---- DATASET EXTRACT
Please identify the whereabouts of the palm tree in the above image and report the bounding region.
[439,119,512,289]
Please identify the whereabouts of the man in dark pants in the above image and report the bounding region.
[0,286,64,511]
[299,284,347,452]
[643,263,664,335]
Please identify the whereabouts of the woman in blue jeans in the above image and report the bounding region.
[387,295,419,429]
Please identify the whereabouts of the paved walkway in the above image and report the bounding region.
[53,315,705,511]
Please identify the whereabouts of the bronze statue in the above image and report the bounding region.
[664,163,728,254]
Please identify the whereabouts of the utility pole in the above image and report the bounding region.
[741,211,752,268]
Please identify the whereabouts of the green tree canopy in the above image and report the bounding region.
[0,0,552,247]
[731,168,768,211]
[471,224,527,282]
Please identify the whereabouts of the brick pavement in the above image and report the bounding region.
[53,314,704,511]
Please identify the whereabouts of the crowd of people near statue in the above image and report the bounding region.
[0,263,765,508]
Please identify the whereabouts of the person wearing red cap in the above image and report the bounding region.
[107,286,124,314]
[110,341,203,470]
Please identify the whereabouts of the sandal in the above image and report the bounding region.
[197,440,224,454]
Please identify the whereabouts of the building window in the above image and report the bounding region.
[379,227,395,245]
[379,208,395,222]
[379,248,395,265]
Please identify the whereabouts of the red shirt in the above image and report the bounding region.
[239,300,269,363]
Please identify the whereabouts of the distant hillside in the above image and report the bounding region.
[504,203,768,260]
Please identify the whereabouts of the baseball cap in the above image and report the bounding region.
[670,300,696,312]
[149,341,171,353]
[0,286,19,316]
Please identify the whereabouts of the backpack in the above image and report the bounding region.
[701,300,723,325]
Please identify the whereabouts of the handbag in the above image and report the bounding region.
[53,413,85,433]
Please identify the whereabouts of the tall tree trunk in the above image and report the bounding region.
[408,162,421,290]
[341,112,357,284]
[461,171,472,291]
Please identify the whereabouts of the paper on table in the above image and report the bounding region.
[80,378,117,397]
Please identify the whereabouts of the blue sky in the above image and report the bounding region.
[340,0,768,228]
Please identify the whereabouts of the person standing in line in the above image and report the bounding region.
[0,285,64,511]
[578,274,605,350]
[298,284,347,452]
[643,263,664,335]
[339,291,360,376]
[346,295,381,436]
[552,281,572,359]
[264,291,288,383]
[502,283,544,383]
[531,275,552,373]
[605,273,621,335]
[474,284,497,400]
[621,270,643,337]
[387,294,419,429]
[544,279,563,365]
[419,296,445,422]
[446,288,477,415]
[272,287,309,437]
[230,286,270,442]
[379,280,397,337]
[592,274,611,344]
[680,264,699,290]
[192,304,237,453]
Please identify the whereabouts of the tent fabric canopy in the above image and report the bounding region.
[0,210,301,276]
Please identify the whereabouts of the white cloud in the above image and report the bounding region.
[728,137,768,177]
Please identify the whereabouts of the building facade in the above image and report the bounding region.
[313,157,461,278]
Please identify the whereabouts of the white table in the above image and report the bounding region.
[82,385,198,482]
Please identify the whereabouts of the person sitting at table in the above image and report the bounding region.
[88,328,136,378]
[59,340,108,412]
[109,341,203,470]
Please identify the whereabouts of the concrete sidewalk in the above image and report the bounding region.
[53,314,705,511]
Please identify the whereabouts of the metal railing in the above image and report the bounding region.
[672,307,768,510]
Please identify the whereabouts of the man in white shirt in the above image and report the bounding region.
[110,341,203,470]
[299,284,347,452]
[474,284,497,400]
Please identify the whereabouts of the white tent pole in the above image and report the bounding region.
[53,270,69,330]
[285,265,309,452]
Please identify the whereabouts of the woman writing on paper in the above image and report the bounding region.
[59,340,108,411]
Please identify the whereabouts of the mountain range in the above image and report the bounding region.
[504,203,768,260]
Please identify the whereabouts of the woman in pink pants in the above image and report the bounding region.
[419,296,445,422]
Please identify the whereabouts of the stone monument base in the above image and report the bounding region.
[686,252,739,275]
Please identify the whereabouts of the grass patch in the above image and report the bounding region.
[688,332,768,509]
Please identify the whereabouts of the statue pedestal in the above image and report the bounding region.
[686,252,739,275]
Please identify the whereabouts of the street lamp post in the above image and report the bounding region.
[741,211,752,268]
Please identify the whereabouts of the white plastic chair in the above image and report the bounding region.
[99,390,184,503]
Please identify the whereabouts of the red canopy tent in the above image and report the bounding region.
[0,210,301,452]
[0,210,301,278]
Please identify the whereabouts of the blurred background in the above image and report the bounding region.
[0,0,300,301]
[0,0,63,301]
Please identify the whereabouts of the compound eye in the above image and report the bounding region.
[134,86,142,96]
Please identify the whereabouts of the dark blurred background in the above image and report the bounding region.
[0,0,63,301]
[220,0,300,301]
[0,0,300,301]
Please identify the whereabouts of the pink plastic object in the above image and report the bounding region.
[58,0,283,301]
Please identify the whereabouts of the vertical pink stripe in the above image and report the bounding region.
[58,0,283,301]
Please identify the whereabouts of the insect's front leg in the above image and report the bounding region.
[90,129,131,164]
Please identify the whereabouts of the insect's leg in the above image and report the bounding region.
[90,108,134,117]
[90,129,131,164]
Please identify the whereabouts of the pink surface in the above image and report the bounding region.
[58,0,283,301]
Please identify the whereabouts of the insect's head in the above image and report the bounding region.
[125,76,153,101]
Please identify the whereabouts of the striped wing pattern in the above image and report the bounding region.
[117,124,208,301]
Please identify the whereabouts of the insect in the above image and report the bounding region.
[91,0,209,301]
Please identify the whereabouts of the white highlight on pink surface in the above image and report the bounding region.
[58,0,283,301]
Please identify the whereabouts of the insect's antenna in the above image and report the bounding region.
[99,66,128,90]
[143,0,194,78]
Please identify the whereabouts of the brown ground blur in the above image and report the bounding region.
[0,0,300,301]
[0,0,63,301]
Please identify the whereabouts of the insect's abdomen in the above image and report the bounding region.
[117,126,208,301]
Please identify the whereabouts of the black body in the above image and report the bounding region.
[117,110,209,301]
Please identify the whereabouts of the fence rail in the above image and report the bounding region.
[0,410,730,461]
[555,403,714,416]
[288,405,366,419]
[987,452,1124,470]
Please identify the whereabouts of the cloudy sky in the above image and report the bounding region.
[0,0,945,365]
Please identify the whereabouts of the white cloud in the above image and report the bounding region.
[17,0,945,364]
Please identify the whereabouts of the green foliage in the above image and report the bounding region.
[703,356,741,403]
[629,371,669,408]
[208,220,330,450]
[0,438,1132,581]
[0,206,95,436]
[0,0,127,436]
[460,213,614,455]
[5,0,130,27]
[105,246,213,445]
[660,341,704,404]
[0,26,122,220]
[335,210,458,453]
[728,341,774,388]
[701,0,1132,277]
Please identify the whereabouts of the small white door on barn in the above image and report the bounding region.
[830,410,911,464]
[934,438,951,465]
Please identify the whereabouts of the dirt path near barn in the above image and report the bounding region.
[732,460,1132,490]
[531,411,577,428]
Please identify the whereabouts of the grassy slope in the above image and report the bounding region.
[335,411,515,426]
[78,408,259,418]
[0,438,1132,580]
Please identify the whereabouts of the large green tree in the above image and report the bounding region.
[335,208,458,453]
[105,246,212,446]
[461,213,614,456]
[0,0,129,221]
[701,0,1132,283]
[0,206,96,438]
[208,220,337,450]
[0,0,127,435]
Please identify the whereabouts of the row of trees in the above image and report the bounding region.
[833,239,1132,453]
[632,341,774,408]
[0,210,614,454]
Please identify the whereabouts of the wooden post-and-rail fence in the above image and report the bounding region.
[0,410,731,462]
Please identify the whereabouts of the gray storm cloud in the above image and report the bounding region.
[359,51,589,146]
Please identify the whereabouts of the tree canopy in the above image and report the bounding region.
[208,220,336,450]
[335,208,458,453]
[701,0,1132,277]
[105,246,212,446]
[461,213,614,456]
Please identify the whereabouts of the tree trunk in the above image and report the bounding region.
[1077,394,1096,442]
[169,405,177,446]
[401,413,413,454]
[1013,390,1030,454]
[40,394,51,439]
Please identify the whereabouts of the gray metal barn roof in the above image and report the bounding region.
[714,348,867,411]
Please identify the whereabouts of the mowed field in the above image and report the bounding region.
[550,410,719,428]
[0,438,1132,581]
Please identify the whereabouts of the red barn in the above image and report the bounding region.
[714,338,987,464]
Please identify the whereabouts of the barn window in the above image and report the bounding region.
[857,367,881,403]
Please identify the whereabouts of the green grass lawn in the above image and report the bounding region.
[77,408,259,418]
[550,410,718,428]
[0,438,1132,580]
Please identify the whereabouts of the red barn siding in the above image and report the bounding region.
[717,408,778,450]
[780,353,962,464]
--------
> [TASK TO CARRY OUT]: Rewrite the part of the items that opens with the line containing "Please identify the whereabouts of the bronze" and closes with the line containing "[701,300,723,325]", swapping "whereabouts" for "location" and leaving everything else unchanged.

> [OUTPUT FOR THIS TASK]:
Please identify the location of the bronze statue in the above image and report the bounding region.
[664,163,728,254]
Please identify the location of the utility pole in the above image and report the bounding region.
[741,211,752,268]
Please identify the location of the green tree canopy in the above image and report the bounding region.
[0,0,552,247]
[731,168,768,211]
[471,224,527,282]
Please identify the location of the brick pavement in the above image and report the bounding region.
[53,314,704,511]
Please identify the location of the crowd of people near statue in the above image and report the bounding region.
[0,263,765,508]
Please identify the location of the person wearing red cap in the above image and report the bounding region.
[107,286,124,314]
[110,341,203,470]
Please identify the location of the sandal in the above image and report the bounding region.
[197,440,224,454]
Please identify the location of the building window in the above image and report the bounding region.
[379,227,395,245]
[379,208,395,222]
[379,248,395,265]
Please identify the location of the red shirt in the above image and report the bounding region.
[239,300,269,363]
Please identify the location of the distant hillside in the above image and report the bounding region.
[504,203,768,260]
Please identify the location of the baseball cap in the above image and report the bounding region.
[670,300,696,312]
[149,341,171,353]
[0,286,19,316]
Please identify the location of the backpack in the above image and report the bounding region.
[701,300,723,325]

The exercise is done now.